- _Text block_
"""

I am in the midst of repairing the 4x4 on my landowner's L35. The front bevel gear splines as well as the coupler splines have worn to the point of freely spinning. I'm considering a couple things including possibly just using a new coupler and let it wear down the final bit of spline metal on the bevel gear to get me through the winter as the quickest cheapest fix. I also am considering to cut the intact side of the coupler (the half which was connected to the propeller shaft to the rear) and weld it to the new coupler to lengthen it enough to actually have about 1/4" more grip on the original spline cutting which are not worn as the coupler only reached about 3/4 of the length of the shaft. The final option is to replace the entire bevel gear which I have removed. This last option is the best option of course but seems that it may then also require replacing the ring gear inside the axle housing as well and all the adjustment that that also requires. I'd prefer to do the job as right as possible and yet I am here for some insight and direction.

"""

- _Given task 1_
Update the records between the line holding "target: red winglet" and the end of the records, inclusive, so that "odd number" becomes "odd count" and nothing else changes. Leave the pictures out of your answer.
The text and the records are separate material.

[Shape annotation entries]
"""

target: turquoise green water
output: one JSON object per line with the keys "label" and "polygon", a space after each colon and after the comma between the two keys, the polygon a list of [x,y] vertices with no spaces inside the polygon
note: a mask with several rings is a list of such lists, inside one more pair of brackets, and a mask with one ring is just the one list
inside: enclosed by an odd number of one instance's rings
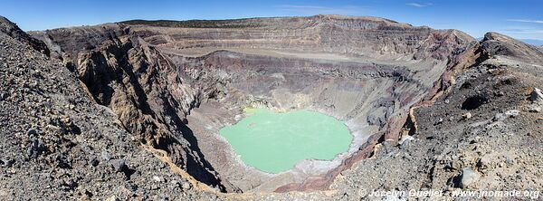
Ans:
{"label": "turquoise green water", "polygon": [[342,121],[319,112],[248,109],[245,113],[219,132],[245,165],[264,172],[286,171],[302,159],[331,160],[352,141]]}

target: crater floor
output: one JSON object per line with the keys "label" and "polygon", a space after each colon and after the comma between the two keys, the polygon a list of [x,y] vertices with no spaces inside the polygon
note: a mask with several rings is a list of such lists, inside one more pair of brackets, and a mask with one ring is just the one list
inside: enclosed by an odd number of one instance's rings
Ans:
{"label": "crater floor", "polygon": [[319,112],[244,110],[247,117],[219,131],[245,165],[264,172],[283,172],[304,159],[332,160],[353,139],[343,122]]}

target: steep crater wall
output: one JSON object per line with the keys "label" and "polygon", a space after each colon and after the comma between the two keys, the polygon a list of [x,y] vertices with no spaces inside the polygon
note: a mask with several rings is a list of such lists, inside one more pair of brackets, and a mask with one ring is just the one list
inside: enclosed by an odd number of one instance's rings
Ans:
{"label": "steep crater wall", "polygon": [[[112,24],[33,34],[55,47],[52,53],[94,100],[142,143],[167,150],[192,177],[228,192],[326,189],[343,169],[370,157],[377,140],[397,140],[409,109],[445,90],[477,46],[458,31],[378,18],[241,22],[259,25]],[[319,40],[300,39],[311,35]],[[345,120],[355,139],[333,161],[265,174],[243,166],[218,135],[247,106],[317,110]]]}

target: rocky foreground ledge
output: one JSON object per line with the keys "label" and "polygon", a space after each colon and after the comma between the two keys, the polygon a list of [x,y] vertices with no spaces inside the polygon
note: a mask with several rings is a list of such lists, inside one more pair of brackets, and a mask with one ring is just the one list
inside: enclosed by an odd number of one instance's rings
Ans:
{"label": "rocky foreground ledge", "polygon": [[[2,18],[0,195],[358,200],[380,190],[451,198],[460,189],[543,189],[540,49],[380,18],[221,23],[110,24],[33,33],[36,40]],[[291,38],[266,43],[262,30]],[[316,91],[315,80],[334,92]],[[258,172],[233,174],[240,167],[220,160],[226,147],[201,129],[233,122],[251,104],[311,108],[372,135],[327,174],[266,183]],[[261,193],[262,181],[317,191]],[[248,189],[257,191],[240,194]]]}

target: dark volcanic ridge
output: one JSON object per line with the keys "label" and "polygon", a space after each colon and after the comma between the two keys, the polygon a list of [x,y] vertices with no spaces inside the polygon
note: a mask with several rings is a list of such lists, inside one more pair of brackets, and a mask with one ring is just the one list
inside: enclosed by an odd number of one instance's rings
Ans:
{"label": "dark volcanic ridge", "polygon": [[[1,20],[7,196],[351,200],[365,198],[362,188],[541,189],[543,52],[505,35],[477,42],[456,30],[316,15],[136,20],[30,36]],[[245,107],[319,111],[345,120],[355,139],[332,161],[263,173],[218,135]],[[263,193],[291,191],[305,193]]]}

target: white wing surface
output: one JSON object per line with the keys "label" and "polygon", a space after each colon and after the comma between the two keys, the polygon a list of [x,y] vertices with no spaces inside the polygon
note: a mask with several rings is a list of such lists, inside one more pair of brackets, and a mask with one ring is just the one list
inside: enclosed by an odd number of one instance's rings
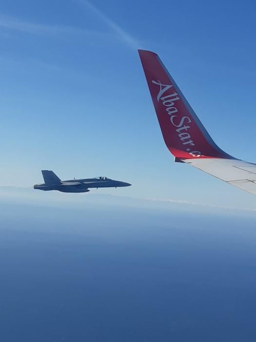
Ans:
{"label": "white wing surface", "polygon": [[138,52],[164,141],[175,161],[190,164],[256,195],[256,164],[221,150],[158,56],[144,50]]}

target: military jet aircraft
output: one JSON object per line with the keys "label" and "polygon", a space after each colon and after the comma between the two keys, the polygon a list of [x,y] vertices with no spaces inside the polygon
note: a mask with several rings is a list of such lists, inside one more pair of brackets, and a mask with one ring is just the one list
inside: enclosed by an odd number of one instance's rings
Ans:
{"label": "military jet aircraft", "polygon": [[107,177],[96,177],[85,179],[60,179],[55,173],[50,170],[42,170],[44,183],[35,184],[34,189],[44,191],[58,190],[61,192],[87,192],[91,188],[119,188],[129,187],[129,183],[110,179]]}

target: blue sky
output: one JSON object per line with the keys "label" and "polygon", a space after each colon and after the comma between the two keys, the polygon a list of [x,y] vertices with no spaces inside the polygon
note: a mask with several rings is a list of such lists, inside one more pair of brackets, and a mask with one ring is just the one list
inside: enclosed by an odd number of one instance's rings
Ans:
{"label": "blue sky", "polygon": [[250,194],[173,163],[137,49],[159,55],[221,148],[256,162],[255,7],[2,2],[1,185],[29,186],[49,169],[133,184],[103,192],[254,207]]}

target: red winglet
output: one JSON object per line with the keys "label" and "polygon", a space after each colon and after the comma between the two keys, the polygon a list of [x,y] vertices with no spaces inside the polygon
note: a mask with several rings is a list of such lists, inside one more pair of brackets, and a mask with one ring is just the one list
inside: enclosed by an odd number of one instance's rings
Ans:
{"label": "red winglet", "polygon": [[234,158],[214,142],[158,55],[138,53],[165,144],[177,158]]}

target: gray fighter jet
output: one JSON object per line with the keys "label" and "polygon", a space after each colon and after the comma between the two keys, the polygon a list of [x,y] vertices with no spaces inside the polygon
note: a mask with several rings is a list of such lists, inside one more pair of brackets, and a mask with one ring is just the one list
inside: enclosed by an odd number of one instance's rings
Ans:
{"label": "gray fighter jet", "polygon": [[62,192],[87,192],[91,188],[119,188],[129,187],[129,183],[110,179],[107,177],[96,177],[85,179],[61,180],[53,171],[42,170],[44,183],[35,184],[34,189],[44,191],[58,190]]}

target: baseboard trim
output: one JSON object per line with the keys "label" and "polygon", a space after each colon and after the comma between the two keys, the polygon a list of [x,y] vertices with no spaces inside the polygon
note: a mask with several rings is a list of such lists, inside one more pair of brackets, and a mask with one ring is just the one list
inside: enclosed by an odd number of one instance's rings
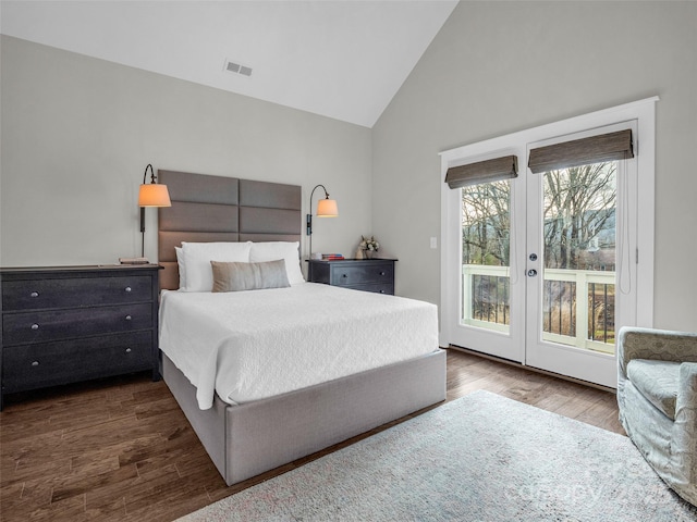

"""

- _Given task 2_
Answer these questions about the tractor repair text:
(a) What is the model of the landowner's machine?
(b) About how much of the shaft's length did the coupler reach?
(c) What might replacing the entire bevel gear also require?

- _Task output 1_
target: red winglet
output: one JSON object per line with the keys "label" and "polygon", a space after each colon and after the comma between the two keys, the polygon a list of [x,y] vertices with no spaces inside the polygon
note: a mask with several rings is a list of such lists, inside one more pair of brackets, and a mask with one ring is just the one list
inside: enclosed by an odd count of one instance's rings
Ans:
{"label": "red winglet", "polygon": [[234,158],[214,142],[158,55],[138,53],[165,144],[177,158]]}

target: gray fighter jet
output: one JSON object per line with the keys "label" and "polygon", a space after each colon and after the comma between the two keys, the polygon a list of [x,y] vertices with no spaces inside the polygon
note: a mask with several rings is a list of such lists, inside one more pair of brackets, and a mask with one ring is just the one list
inside: enclosed by an odd count of one instance's rings
Ans:
{"label": "gray fighter jet", "polygon": [[62,192],[87,192],[91,188],[119,188],[129,187],[129,183],[110,179],[107,177],[96,177],[85,179],[61,180],[53,171],[42,170],[44,183],[35,184],[34,189],[44,191],[58,190]]}

target: baseboard trim
output: one JSON object per line with the keys "label" and "polygon", a space after each colon and after the comma between the two keys, the polygon a list of [x,y] vertices with no spaces inside the polygon
note: a mask with several rings is a list of such lists, inside one more pair of brackets, and a mask with one ring is just the one list
inside: enclosed by an odd count of one instance's rings

- _Task output 2_
(a) L35
(b) About 3/4 of the length of the shaft
(c) Replacing the ring gear inside the axle housing, along with the adjustment that this requires